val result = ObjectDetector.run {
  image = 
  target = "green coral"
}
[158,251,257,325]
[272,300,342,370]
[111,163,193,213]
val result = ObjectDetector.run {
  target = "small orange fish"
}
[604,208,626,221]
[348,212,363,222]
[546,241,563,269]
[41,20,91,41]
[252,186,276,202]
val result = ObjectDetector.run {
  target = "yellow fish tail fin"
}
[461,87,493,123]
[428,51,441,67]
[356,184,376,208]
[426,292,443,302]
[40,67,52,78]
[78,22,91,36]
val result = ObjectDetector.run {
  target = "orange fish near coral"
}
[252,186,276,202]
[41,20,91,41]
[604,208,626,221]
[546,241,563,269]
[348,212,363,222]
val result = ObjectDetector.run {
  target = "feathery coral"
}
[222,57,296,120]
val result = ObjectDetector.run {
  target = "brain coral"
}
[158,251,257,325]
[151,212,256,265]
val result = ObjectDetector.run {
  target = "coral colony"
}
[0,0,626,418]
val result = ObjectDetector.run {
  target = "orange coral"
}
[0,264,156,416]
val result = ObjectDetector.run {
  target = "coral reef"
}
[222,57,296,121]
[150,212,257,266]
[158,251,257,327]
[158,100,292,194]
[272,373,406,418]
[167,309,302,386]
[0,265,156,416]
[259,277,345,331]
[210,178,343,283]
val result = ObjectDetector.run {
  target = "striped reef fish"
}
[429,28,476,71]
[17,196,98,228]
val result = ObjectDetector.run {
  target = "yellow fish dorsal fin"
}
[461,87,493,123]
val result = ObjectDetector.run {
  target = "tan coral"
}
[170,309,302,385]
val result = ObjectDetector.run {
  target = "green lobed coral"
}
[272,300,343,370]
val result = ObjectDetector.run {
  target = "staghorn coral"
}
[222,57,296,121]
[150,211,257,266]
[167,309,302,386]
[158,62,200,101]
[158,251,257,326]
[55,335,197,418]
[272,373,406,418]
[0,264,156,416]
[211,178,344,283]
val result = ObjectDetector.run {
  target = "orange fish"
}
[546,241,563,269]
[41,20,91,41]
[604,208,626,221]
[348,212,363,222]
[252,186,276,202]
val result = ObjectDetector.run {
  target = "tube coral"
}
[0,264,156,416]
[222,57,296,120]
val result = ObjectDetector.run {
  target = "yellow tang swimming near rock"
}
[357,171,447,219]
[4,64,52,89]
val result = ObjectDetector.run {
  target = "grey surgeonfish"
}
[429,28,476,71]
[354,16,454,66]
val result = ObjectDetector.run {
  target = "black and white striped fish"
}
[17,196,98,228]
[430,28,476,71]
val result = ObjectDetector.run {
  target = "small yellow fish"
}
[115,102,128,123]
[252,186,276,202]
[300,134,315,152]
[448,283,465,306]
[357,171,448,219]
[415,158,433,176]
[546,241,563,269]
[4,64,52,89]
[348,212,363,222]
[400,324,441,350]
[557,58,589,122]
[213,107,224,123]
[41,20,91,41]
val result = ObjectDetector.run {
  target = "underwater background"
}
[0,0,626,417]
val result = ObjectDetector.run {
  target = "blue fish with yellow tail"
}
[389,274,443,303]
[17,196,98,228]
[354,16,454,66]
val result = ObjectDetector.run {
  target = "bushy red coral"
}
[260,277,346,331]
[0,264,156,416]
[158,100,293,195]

*-*-*

▸ **Brief**
Reproduce all of the entries above word for word, changing nothing.

▸ **Solution below**
val result = ObjectDetector.run {
  image = 
  target = "green coral"
}
[158,251,257,325]
[272,300,342,370]
[111,163,193,213]
val result = ObjectDetector.run {
  target = "small orange fish"
}
[604,208,626,221]
[348,212,363,222]
[546,241,563,269]
[41,20,91,41]
[252,186,276,202]
val result = ObjectDetector.run {
  target = "yellow fish tail fin"
}
[461,87,493,123]
[428,51,441,67]
[356,184,376,208]
[426,292,443,302]
[40,67,52,78]
[78,22,91,36]
val result = ObjectDetector.run {
  target = "orange fish near coral"
}
[252,186,276,202]
[41,20,91,41]
[604,208,626,221]
[546,241,563,269]
[348,212,363,222]
val result = ObjectDetector.run {
  target = "feathery coral"
}
[222,57,296,120]
val result = ObjectDetector.run {
  target = "brain coral"
}
[158,251,257,325]
[151,212,256,265]
val result = ObjectDetector.run {
  target = "coral colony"
}
[0,0,626,418]
val result = ObjectDetector.run {
  target = "orange coral"
}
[0,264,156,416]
val result = ObjectDetector.run {
  target = "coral reef"
}
[222,57,296,121]
[150,212,257,266]
[158,251,257,327]
[158,100,292,194]
[272,373,406,418]
[167,309,302,386]
[0,265,156,416]
[259,277,345,331]
[210,178,343,283]
val result = ObjectDetector.run {
  target = "striped reef fish"
}
[429,28,476,71]
[17,196,98,228]
val result = ObjectDetector.run {
  target = "yellow fish dorsal fin"
}
[461,87,493,123]
val result = ObjectDetector.run {
  target = "tan coral"
}
[170,309,302,385]
val result = ObjectDetector.run {
  target = "green lobed coral"
}
[272,300,343,370]
val result = ObjectDetector.run {
  target = "staghorn coral"
}
[222,57,296,121]
[150,211,257,266]
[167,309,302,386]
[158,62,200,101]
[158,251,257,326]
[55,335,197,418]
[272,373,406,418]
[0,264,156,416]
[211,178,344,283]
val result = ObjectDetector.run {
  target = "orange fish"
}
[546,241,563,269]
[41,20,91,41]
[604,208,626,221]
[348,212,363,222]
[252,186,276,202]
val result = ObjectDetector.run {
  target = "tube coral"
}
[0,264,156,416]
[222,57,296,120]
val result = ObjectDetector.run {
  target = "yellow tang swimming near rock"
}
[357,171,447,219]
[4,64,52,89]
val result = ObjectDetector.run {
  target = "grey surgeonfish"
}
[429,28,476,71]
[354,16,454,66]
val result = ObjectDetector.run {
  target = "black and white striped fish"
}
[17,196,98,228]
[430,28,476,71]
val result = ObjectDetector.run {
  target = "small yellow fish"
}
[115,102,128,123]
[252,186,276,202]
[300,134,315,152]
[448,283,465,306]
[357,171,448,219]
[415,158,433,176]
[546,241,563,269]
[4,64,52,89]
[348,212,363,222]
[400,324,441,350]
[557,58,589,122]
[213,107,224,123]
[41,20,91,41]
val result = ObjectDetector.run {
  target = "underwater background"
}
[0,0,626,417]
val result = ObjectDetector.run {
  target = "blue fish with yellow tail"
}
[389,274,443,303]
[17,196,98,228]
[354,16,454,66]
val result = ObjectDetector.run {
  target = "bushy red coral"
}
[260,277,346,331]
[0,264,156,416]
[158,100,293,195]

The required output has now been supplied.